In the records below, output every line from the one with "Could you point out the roof" up to and including the one with "column 531, row 234", copied character for character.

---------- Data for this task

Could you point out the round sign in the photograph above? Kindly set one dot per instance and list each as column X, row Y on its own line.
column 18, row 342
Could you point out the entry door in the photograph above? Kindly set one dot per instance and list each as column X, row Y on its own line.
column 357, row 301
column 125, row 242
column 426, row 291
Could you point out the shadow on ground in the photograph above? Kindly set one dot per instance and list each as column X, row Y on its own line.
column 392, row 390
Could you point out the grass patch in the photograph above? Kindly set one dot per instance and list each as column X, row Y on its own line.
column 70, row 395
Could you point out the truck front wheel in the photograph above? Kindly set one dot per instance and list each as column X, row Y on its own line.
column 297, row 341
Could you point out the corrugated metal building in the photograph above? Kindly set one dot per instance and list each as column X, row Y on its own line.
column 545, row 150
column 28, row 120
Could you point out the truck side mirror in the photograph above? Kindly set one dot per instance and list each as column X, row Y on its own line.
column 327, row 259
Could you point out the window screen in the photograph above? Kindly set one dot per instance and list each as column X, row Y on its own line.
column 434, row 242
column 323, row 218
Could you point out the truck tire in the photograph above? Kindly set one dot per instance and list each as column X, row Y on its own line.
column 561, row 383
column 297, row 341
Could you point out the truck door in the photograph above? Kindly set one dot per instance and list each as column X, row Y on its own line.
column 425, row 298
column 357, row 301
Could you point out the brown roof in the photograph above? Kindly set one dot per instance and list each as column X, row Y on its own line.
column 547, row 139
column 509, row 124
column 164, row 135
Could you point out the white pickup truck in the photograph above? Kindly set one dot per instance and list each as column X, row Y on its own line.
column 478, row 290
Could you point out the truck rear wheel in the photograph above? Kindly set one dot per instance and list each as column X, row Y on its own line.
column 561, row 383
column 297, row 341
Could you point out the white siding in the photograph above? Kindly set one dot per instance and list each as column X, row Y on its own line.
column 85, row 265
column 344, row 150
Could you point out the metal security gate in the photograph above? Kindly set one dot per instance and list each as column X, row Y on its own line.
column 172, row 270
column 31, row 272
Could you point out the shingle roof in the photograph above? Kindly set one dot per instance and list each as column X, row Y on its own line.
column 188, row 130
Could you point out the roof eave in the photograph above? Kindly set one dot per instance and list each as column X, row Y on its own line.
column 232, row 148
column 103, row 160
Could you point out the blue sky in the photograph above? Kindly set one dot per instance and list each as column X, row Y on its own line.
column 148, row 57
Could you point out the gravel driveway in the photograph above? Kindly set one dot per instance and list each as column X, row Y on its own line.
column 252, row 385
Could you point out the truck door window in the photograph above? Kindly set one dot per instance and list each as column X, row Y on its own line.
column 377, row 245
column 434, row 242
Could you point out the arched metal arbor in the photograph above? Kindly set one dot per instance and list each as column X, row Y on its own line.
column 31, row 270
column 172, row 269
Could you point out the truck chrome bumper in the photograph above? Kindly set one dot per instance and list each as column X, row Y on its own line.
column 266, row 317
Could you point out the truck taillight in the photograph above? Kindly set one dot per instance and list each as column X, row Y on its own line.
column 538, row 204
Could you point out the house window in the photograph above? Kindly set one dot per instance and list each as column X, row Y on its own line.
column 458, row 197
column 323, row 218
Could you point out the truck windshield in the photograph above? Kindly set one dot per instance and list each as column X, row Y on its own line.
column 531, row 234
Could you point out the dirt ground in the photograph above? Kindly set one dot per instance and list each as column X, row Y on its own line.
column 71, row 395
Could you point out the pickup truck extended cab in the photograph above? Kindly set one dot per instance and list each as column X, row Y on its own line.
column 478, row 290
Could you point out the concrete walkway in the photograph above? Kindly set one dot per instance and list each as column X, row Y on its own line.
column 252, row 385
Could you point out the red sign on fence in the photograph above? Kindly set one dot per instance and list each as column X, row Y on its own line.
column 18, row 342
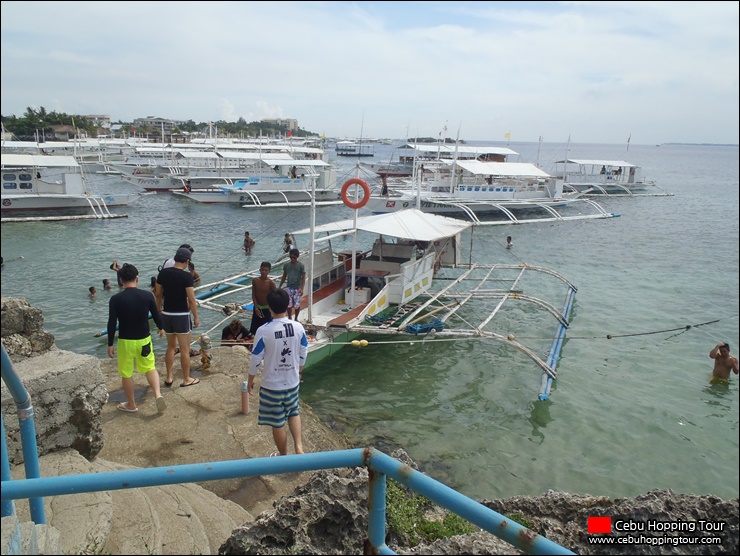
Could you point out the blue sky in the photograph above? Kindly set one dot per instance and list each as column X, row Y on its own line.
column 598, row 72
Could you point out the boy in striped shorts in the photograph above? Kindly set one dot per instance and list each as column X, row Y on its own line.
column 282, row 345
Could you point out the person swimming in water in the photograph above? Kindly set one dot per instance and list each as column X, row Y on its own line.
column 723, row 362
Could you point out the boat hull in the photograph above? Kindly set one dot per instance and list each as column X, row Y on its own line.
column 63, row 202
column 215, row 196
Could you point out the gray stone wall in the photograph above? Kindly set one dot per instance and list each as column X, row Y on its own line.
column 67, row 390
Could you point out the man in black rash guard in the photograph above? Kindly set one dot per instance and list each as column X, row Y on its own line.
column 175, row 295
column 131, row 308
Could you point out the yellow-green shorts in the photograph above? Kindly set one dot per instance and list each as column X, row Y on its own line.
column 130, row 353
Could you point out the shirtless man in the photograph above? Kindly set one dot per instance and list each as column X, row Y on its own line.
column 723, row 361
column 261, row 286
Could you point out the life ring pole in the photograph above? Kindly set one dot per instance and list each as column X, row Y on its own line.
column 365, row 193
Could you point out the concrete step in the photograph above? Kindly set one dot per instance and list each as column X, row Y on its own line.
column 24, row 538
column 218, row 517
column 83, row 520
column 135, row 527
column 172, row 519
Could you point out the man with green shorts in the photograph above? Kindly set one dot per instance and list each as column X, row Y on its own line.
column 130, row 309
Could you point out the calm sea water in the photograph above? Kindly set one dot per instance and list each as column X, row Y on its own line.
column 626, row 414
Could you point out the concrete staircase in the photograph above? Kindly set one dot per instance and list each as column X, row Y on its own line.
column 171, row 519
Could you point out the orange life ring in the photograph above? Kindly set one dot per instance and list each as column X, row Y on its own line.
column 365, row 193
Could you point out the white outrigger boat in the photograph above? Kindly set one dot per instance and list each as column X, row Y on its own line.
column 36, row 183
column 414, row 279
column 605, row 177
column 503, row 192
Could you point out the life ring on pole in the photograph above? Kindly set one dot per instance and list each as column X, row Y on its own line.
column 365, row 193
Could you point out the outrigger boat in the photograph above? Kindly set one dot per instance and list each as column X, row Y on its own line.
column 605, row 177
column 415, row 279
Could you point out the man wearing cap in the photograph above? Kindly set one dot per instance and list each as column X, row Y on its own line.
column 723, row 361
column 176, row 300
column 171, row 262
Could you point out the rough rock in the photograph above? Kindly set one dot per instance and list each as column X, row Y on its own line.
column 68, row 393
column 67, row 389
column 329, row 515
column 23, row 331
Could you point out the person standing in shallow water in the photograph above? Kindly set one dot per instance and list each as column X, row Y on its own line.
column 283, row 346
column 261, row 286
column 295, row 273
column 176, row 298
column 723, row 362
column 248, row 243
column 130, row 309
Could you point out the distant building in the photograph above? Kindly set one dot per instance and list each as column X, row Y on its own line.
column 157, row 124
column 64, row 132
column 98, row 120
column 288, row 123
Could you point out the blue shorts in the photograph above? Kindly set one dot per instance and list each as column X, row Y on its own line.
column 294, row 294
column 176, row 324
column 276, row 406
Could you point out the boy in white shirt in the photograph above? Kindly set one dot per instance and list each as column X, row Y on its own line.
column 283, row 346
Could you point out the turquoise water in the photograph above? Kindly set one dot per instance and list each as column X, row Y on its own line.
column 626, row 415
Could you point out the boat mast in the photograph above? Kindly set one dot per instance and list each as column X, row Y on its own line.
column 454, row 161
column 311, row 250
column 539, row 148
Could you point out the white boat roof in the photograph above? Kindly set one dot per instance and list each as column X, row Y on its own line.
column 519, row 169
column 586, row 162
column 274, row 159
column 410, row 224
column 461, row 149
column 196, row 154
column 255, row 156
column 41, row 160
column 293, row 162
column 20, row 145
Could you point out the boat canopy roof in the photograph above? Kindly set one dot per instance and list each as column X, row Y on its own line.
column 461, row 149
column 26, row 160
column 293, row 162
column 518, row 169
column 271, row 156
column 410, row 224
column 196, row 154
column 586, row 162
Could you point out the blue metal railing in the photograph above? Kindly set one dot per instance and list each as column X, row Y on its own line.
column 28, row 438
column 379, row 465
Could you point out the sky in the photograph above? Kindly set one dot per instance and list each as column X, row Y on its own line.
column 597, row 72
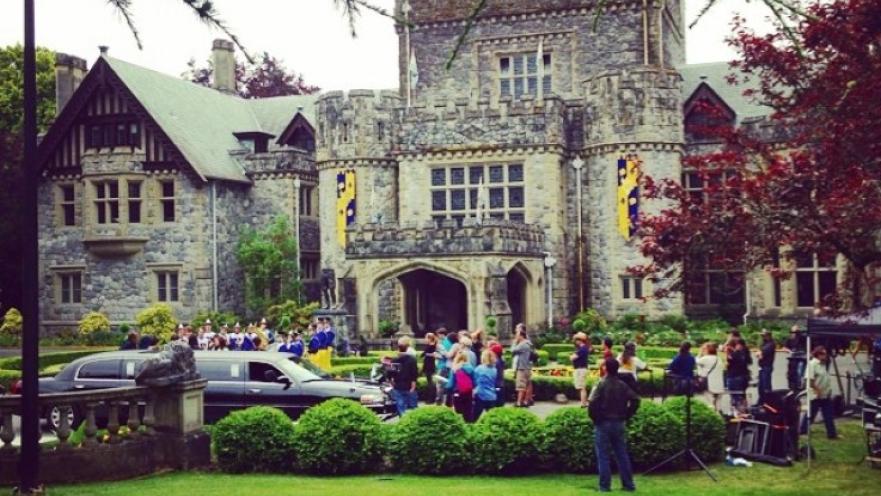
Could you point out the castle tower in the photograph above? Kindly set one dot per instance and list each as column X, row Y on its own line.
column 633, row 128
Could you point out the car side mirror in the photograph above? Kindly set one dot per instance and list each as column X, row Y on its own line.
column 284, row 380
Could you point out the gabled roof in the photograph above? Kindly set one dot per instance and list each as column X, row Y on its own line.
column 202, row 122
column 714, row 75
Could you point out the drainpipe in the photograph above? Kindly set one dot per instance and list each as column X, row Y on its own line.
column 578, row 165
column 550, row 261
column 214, row 245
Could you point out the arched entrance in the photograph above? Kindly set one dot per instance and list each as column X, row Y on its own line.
column 432, row 300
column 518, row 281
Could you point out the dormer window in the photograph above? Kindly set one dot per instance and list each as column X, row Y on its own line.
column 254, row 141
column 519, row 74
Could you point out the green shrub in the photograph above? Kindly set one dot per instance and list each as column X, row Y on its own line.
column 569, row 441
column 259, row 439
column 388, row 328
column 12, row 324
column 707, row 428
column 506, row 440
column 654, row 434
column 157, row 320
column 429, row 440
column 338, row 436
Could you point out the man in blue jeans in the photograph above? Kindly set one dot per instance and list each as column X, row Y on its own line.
column 404, row 378
column 612, row 403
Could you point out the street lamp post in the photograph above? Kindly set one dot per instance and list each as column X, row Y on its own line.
column 28, row 468
column 298, row 188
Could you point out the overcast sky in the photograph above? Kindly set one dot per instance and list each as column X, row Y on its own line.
column 310, row 36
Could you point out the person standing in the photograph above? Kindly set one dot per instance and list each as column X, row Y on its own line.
column 521, row 352
column 460, row 386
column 429, row 365
column 710, row 371
column 739, row 361
column 579, row 365
column 765, row 354
column 821, row 385
column 499, row 353
column 681, row 369
column 797, row 347
column 485, row 396
column 612, row 403
column 630, row 365
column 404, row 378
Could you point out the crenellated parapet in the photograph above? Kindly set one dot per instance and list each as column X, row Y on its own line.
column 637, row 104
column 355, row 124
column 278, row 163
column 478, row 122
column 489, row 237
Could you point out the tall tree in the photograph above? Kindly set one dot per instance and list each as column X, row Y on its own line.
column 821, row 195
column 266, row 78
column 11, row 151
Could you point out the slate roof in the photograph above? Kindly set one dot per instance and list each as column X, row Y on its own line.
column 201, row 121
column 715, row 74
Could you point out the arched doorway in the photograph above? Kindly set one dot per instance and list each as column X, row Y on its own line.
column 518, row 281
column 432, row 300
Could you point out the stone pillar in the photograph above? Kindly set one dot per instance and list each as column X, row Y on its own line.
column 179, row 408
column 69, row 73
column 224, row 62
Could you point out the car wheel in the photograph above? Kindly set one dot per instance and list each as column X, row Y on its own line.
column 53, row 418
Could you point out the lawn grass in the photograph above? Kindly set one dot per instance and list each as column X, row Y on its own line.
column 836, row 472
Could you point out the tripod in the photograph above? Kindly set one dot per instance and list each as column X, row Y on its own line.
column 687, row 452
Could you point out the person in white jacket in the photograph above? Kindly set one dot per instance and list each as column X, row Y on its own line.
column 711, row 369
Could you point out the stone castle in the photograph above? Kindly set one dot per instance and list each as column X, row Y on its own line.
column 506, row 185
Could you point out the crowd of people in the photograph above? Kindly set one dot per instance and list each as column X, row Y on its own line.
column 317, row 342
column 463, row 371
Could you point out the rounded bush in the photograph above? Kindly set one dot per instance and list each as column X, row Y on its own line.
column 339, row 436
column 506, row 440
column 569, row 441
column 429, row 440
column 707, row 428
column 259, row 439
column 654, row 434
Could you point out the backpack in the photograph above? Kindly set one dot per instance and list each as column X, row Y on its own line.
column 464, row 384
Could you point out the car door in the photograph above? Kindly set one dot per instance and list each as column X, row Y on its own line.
column 99, row 374
column 225, row 391
column 261, row 389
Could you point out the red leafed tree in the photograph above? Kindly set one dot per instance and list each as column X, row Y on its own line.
column 814, row 188
column 266, row 78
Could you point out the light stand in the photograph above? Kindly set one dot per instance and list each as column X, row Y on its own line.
column 687, row 452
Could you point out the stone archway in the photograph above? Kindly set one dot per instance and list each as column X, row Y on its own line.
column 432, row 300
column 518, row 284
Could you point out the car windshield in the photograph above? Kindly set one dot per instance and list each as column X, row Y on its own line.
column 297, row 371
column 311, row 367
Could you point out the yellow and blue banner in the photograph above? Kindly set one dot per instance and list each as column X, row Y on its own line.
column 628, row 195
column 345, row 203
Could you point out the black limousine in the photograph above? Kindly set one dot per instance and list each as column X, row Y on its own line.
column 236, row 380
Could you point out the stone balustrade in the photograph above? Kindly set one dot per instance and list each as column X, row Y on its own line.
column 449, row 238
column 164, row 431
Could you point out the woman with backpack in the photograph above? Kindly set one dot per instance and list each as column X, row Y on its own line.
column 460, row 385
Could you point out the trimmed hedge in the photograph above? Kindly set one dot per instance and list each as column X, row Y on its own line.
column 707, row 428
column 429, row 440
column 259, row 439
column 506, row 440
column 338, row 437
column 569, row 441
column 655, row 433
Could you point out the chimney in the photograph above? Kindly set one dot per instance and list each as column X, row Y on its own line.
column 224, row 61
column 69, row 73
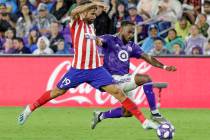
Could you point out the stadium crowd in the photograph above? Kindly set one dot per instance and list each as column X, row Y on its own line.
column 163, row 27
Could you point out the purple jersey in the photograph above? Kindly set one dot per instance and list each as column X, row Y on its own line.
column 117, row 55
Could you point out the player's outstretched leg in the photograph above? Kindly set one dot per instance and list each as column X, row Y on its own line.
column 47, row 96
column 127, row 104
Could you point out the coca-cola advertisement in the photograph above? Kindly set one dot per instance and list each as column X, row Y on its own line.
column 24, row 79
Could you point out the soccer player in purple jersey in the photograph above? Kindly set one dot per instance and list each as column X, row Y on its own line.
column 117, row 53
column 92, row 72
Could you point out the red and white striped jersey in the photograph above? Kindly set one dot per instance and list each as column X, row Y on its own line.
column 84, row 42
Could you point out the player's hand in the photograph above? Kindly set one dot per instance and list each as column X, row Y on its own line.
column 170, row 68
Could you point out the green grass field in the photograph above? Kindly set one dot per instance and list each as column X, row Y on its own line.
column 74, row 124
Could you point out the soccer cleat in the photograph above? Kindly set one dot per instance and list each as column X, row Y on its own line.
column 96, row 119
column 24, row 115
column 149, row 124
column 158, row 118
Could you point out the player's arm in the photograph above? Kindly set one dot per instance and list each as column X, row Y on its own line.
column 154, row 62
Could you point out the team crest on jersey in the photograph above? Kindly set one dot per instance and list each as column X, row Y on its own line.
column 123, row 55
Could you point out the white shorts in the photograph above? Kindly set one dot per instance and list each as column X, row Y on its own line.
column 126, row 83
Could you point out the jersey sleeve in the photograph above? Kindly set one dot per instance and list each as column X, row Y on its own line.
column 136, row 51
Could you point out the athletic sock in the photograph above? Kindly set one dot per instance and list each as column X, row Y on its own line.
column 150, row 96
column 113, row 113
column 41, row 101
column 132, row 107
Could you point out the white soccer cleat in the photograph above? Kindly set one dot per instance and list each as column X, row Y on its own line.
column 149, row 124
column 24, row 115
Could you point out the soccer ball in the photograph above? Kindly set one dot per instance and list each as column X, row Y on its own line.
column 166, row 131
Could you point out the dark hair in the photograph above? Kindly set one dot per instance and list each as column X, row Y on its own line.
column 126, row 23
column 13, row 30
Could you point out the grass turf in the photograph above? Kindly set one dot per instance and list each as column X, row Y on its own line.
column 74, row 124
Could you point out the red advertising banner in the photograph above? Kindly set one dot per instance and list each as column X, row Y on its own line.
column 24, row 79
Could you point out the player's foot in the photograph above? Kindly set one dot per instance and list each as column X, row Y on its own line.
column 149, row 124
column 158, row 118
column 96, row 119
column 24, row 115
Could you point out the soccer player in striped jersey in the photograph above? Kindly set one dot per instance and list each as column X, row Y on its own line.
column 86, row 67
column 118, row 49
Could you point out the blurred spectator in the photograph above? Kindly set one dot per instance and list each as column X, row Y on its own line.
column 43, row 46
column 10, row 33
column 136, row 19
column 177, row 49
column 197, row 50
column 11, row 5
column 172, row 40
column 194, row 40
column 102, row 17
column 24, row 22
column 19, row 46
column 133, row 16
column 118, row 17
column 32, row 39
column 113, row 9
column 207, row 7
column 169, row 10
column 147, row 8
column 207, row 49
column 49, row 3
column 158, row 48
column 202, row 24
column 55, row 35
column 182, row 27
column 8, row 47
column 6, row 20
column 149, row 41
column 191, row 9
column 59, row 9
column 43, row 19
column 61, row 48
column 21, row 3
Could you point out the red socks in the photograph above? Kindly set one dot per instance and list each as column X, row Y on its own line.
column 130, row 106
column 41, row 101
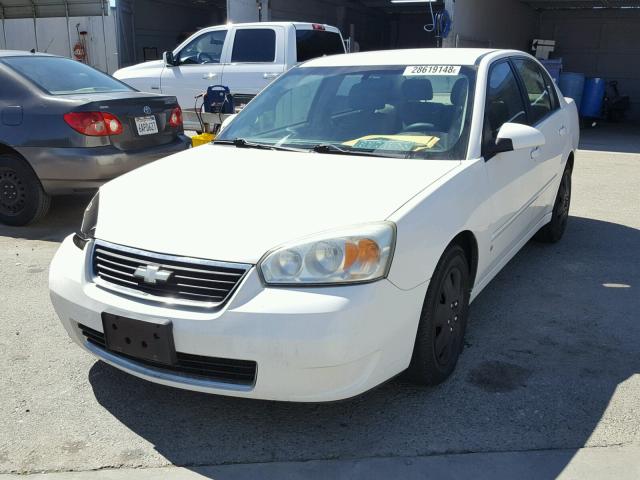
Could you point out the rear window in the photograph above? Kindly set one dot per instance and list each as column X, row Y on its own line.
column 254, row 45
column 317, row 43
column 63, row 76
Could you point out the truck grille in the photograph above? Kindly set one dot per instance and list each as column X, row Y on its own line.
column 165, row 278
column 239, row 372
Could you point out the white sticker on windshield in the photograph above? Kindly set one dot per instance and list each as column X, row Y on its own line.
column 432, row 70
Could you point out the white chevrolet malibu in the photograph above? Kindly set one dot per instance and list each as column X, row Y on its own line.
column 334, row 234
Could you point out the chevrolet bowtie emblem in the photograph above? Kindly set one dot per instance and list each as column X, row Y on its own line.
column 152, row 274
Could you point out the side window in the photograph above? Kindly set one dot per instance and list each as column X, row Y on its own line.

--------------------

Response to this exercise:
Could you point out the roof eave in the photograph above? Kindly set one dot per instance and list each as column X, row Y on its own line.
column 232, row 148
column 103, row 160
Could you point out the blue sky in the photograph above? Kindly set one dot per instance and list each as column X, row Y on its own line.
column 148, row 57
Could you point out the gravel driveway in the photograph above? Kindly set one dot per instance and list each as column X, row Y on its own line.
column 252, row 385
Could you point out the truck door window in the photograph above? Kindly set one dot per instance and list each as column X, row Y on its own line.
column 377, row 245
column 434, row 242
Could you point out the arched metal arbor in the photograph above? Kindly set one dot per instance and list each as column X, row Y on its own line.
column 31, row 270
column 172, row 269
Could you point out the truck chrome bumper in the photograph above? Kindly set one dot per instance and list each as column X, row Y on its own line.
column 266, row 317
Could you point out the truck taillight in the photograph above? Kindly set one dot per instance and list each as column X, row Y on its own line.
column 538, row 204
Could you point out the house window in the photograph above? Kindly set one dot per instance and list each as column X, row Y on its own line.
column 458, row 197
column 323, row 218
Could you point out the truck windshield in the photograph above? Kindly set one dot per instance and list each as column X, row Y on its own line.
column 531, row 234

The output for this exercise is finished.